Extract provided:
It's clear that many have a hard time debating, discussing, and digesting opinions that differ from what they immediately _feel_ like is the "correct" opinion. It is also clear that there is a strong correlation to those that have not grown past these intellectual inhibitions and conservative thought. My real concern is the mindless dribble drowning out the actual, worthwhile discussion between opposing ideologies, conservative or otherwise. I believe there are some good points to be made from a conservative standpoint, but it is difficult to hear them behind all the projection, emotional reaction and illogical reasoning.


----------



## Xzi (Feb 28, 2019)

IncredulousP said:


> It's clear that many have a hard time debating, discussing, and digesting opinions that differ from what they immediately _feel_ like is the "correct" opinion. It is also clear that there is a strong correlation to those that have not grown past these intellectual inhibitions and conservative thought. My real concern is the mindless dribble drowning out the actual, worthwhile discussion between opposing ideologies, conservative or otherwise. I believe there are some good points to be made from a conservative standpoint, but it is difficult to hear them behind all the projection, emotional reaction and illogical reasoning.


Believe me, I know the problem all too well.  My brother identifies as 'alt-right,' and though he doesn't claim to be a neo-nazi, he does have swastika and SS tattoos on his chest, so plausible deniability there is fairly lacking.  Since Trump went mainstream, he's completely changed his way of speaking and debating, and he gets most of his "news" from Youtube now.  We still talk a fair amount, but I've never been able to find a method to break through that wall of willful ignorance where certain topics are concerned.  It's a cult of personality, and I honestly think the only way to get through to these people is for them to witness Trump resign in shame or be carted off in handcuffs.  Anything short of that they'll deflect with whataboutism, or justify away with some ridiculous mental gymnastics.


----------



## IncredulousP (Feb 28, 2019)

Raw records:
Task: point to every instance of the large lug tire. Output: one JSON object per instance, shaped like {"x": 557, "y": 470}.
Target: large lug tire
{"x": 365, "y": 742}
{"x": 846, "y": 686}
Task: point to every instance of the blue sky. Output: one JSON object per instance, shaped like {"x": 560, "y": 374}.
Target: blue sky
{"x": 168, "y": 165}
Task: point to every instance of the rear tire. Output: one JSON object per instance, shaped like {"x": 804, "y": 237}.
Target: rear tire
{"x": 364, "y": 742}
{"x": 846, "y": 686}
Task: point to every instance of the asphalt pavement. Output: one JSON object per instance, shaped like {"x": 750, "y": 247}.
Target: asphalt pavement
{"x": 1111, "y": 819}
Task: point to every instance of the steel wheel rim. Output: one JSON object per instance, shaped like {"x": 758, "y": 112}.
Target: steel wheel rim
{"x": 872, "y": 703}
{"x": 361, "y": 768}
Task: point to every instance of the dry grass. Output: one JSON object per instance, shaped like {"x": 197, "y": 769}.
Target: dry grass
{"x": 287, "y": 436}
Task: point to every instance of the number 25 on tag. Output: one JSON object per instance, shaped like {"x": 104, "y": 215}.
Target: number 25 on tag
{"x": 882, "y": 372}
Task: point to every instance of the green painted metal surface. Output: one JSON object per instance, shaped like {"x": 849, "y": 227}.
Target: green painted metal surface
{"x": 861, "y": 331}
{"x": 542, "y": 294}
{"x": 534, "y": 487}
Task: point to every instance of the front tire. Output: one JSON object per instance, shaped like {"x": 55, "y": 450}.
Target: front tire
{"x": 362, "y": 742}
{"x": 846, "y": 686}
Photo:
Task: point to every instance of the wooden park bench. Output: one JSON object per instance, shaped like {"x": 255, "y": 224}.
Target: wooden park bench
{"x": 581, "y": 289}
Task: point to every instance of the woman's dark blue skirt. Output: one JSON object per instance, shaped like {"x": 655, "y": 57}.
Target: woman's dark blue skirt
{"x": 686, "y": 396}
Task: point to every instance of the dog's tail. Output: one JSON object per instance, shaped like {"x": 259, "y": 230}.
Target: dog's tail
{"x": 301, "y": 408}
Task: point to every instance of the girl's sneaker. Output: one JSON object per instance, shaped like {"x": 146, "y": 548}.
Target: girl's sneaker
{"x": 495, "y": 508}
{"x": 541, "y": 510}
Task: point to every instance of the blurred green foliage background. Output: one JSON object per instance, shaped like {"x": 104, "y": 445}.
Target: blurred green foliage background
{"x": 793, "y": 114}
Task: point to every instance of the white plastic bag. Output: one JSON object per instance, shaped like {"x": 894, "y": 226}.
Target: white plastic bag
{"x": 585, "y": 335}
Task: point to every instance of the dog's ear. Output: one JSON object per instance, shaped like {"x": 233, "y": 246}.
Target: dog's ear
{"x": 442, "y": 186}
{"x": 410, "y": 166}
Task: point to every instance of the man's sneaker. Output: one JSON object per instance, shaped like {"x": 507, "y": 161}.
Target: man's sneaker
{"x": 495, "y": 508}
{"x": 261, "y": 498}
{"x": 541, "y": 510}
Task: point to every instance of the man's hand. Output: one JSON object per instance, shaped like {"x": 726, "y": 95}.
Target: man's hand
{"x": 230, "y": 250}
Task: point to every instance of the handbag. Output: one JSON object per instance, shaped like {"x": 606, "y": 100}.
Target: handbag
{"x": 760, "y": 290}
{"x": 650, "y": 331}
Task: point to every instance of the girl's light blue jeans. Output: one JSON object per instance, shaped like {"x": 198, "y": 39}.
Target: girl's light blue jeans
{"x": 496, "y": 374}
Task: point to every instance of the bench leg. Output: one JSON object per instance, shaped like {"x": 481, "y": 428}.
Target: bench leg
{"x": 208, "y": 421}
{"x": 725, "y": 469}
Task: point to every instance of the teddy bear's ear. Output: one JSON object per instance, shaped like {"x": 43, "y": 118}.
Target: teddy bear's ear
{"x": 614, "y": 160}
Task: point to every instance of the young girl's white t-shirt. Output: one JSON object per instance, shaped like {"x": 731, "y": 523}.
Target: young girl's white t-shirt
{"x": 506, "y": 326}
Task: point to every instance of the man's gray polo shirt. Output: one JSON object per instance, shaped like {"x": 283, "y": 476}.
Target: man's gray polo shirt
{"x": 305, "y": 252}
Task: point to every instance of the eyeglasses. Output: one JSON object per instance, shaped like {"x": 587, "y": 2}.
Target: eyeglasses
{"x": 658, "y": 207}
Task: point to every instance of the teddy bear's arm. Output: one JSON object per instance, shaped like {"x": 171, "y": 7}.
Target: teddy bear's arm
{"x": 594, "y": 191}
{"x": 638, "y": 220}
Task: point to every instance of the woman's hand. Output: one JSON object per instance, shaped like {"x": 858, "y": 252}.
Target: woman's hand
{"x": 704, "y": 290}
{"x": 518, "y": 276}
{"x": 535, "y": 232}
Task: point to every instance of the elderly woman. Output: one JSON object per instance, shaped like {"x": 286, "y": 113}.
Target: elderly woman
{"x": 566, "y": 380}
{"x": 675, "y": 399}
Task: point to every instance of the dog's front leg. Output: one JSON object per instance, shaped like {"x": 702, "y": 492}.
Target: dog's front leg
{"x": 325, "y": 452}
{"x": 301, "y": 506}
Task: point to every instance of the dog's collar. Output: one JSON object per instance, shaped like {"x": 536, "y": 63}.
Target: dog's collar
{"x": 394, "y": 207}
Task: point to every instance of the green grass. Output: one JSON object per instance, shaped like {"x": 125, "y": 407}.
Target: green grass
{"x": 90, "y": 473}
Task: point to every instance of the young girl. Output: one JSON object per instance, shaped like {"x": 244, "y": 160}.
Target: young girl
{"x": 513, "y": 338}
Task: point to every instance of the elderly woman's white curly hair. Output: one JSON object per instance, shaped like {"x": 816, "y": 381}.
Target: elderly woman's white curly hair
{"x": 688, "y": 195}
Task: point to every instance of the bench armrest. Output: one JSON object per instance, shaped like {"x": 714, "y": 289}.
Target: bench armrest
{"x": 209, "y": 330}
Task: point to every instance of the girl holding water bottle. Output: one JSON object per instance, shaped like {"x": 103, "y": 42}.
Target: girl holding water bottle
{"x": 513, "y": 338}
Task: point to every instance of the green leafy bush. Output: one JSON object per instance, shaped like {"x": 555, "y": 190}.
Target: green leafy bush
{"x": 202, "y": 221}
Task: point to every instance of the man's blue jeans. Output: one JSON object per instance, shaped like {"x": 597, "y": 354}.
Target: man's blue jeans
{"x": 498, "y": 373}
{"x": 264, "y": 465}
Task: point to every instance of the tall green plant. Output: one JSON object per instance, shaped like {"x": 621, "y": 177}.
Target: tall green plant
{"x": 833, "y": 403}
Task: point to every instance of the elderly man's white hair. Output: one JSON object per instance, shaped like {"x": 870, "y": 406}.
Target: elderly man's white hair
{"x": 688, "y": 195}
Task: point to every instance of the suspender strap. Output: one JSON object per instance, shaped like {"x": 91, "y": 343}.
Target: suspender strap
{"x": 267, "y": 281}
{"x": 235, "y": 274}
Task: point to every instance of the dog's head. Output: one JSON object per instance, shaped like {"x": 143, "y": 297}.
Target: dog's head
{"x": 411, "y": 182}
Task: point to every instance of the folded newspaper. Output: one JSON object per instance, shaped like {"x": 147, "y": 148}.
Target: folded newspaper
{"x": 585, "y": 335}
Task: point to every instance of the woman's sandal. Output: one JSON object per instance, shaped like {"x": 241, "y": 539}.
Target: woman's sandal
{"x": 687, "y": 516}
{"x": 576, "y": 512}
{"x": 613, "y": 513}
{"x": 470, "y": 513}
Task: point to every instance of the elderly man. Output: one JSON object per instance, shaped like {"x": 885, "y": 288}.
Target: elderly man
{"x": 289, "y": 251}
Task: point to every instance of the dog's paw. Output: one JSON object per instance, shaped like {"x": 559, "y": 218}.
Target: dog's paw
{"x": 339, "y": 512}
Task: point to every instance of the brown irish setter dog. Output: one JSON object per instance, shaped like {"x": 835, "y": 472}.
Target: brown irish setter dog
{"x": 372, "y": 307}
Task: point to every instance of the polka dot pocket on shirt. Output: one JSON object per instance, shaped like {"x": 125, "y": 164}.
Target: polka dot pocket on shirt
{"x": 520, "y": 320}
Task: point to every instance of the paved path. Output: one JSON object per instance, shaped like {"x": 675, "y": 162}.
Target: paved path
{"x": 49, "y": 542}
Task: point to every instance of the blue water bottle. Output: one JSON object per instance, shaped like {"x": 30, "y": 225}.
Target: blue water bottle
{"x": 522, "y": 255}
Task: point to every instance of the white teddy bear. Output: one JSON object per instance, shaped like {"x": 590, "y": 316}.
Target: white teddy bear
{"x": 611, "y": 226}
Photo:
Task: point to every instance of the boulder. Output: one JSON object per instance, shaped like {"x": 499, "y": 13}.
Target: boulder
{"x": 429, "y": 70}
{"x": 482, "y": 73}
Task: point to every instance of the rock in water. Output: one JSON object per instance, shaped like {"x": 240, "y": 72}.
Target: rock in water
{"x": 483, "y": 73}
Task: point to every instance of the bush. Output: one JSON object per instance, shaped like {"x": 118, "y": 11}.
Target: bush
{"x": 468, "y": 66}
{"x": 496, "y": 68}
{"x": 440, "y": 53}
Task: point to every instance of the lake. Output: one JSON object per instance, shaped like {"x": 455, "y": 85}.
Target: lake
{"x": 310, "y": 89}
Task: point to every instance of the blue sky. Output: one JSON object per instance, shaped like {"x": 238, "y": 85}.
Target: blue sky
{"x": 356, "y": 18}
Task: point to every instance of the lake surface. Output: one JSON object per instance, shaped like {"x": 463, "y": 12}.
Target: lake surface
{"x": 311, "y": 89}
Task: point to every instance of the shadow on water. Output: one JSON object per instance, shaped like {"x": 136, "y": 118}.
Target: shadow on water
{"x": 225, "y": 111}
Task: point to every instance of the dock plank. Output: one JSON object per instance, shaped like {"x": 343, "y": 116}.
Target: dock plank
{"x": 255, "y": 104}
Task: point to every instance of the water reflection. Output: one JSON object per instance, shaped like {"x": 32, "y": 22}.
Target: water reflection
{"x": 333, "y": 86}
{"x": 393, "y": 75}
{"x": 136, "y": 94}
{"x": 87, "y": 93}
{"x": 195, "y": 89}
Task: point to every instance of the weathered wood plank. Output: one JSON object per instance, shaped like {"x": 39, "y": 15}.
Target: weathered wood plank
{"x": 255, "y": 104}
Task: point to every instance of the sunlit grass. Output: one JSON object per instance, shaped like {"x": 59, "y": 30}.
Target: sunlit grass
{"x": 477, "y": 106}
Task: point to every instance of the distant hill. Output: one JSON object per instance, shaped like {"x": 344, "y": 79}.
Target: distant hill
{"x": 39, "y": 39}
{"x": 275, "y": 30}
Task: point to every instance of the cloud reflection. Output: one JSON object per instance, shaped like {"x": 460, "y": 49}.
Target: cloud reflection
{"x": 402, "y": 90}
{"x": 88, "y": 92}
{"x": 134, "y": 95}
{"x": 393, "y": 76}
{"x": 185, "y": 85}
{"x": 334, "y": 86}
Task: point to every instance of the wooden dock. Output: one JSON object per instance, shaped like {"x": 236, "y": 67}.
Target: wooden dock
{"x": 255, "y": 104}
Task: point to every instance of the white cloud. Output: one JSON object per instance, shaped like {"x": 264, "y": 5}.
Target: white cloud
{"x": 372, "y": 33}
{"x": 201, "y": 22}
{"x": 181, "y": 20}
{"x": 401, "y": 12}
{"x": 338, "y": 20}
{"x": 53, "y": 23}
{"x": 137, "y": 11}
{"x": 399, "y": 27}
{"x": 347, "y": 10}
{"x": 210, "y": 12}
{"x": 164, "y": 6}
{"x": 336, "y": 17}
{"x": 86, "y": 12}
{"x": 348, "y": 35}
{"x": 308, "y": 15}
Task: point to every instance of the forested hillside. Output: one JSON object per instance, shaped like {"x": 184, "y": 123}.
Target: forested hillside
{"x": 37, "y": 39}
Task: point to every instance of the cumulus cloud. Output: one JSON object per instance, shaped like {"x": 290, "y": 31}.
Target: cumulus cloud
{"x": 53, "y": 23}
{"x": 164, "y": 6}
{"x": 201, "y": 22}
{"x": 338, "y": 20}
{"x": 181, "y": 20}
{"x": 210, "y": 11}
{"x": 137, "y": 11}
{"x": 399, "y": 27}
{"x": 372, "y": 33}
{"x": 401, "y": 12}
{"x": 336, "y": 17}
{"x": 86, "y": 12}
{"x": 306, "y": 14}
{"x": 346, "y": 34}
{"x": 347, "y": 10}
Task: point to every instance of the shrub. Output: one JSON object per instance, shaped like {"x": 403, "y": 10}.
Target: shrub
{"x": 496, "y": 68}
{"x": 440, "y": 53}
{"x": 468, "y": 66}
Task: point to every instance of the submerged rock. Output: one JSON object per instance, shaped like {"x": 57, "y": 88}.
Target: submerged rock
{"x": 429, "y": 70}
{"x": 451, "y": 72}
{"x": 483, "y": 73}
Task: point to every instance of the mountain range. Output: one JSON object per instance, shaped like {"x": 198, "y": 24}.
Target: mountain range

What this exercise asks:
[1] Reproduce the forum thread about political debate in full, word for word.
[2] Gather every line in the records that contains the word "distant".

Answers by task:
[1]
It's clear that many have a hard time debating, discussing, and digesting opinions that differ from what they immediately _feel_ like is the "correct" opinion. It is also clear that there is a strong correlation to those that have not grown past these intellectual inhibitions and conservative thought. My real concern is the mindless dribble drowning out the actual, worthwhile discussion between opposing ideologies, conservative or otherwise. I believe there are some good points to be made from a conservative standpoint, but it is difficult to hear them behind all the projection, emotional reaction and illogical reasoning.


----------



## Xzi (Feb 28, 2019)

IncredulousP said:


> It's clear that many have a hard time debating, discussing, and digesting opinions that differ from what they immediately _feel_ like is the "correct" opinion. It is also clear that there is a strong correlation to those that have not grown past these intellectual inhibitions and conservative thought. My real concern is the mindless dribble drowning out the actual, worthwhile discussion between opposing ideologies, conservative or otherwise. I believe there are some good points to be made from a conservative standpoint, but it is difficult to hear them behind all the projection, emotional reaction and illogical reasoning.


Believe me, I know the problem all too well.  My brother identifies as 'alt-right,' and though he doesn't claim to be a neo-nazi, he does have swastika and SS tattoos on his chest, so plausible deniability there is fairly lacking.  Since Trump went mainstream, he's completely changed his way of speaking and debating, and he gets most of his "news" from Youtube now.  We still talk a fair amount, but I've never been able to find a method to break through that wall of willful ignorance where certain topics are concerned.  It's a cult of personality, and I honestly think the only way to get through to these people is for them to witness Trump resign in shame or be carted off in handcuffs.  Anything short of that they'll deflect with whataboutism, or justify away with some ridiculous mental gymnastics.


----------



## IncredulousP (Feb 28, 2019)

[2]
Task: point to every instance of the distant hill. Output: one JSON object per instance, shaped like {"x": 344, "y": 79}.
Target: distant hill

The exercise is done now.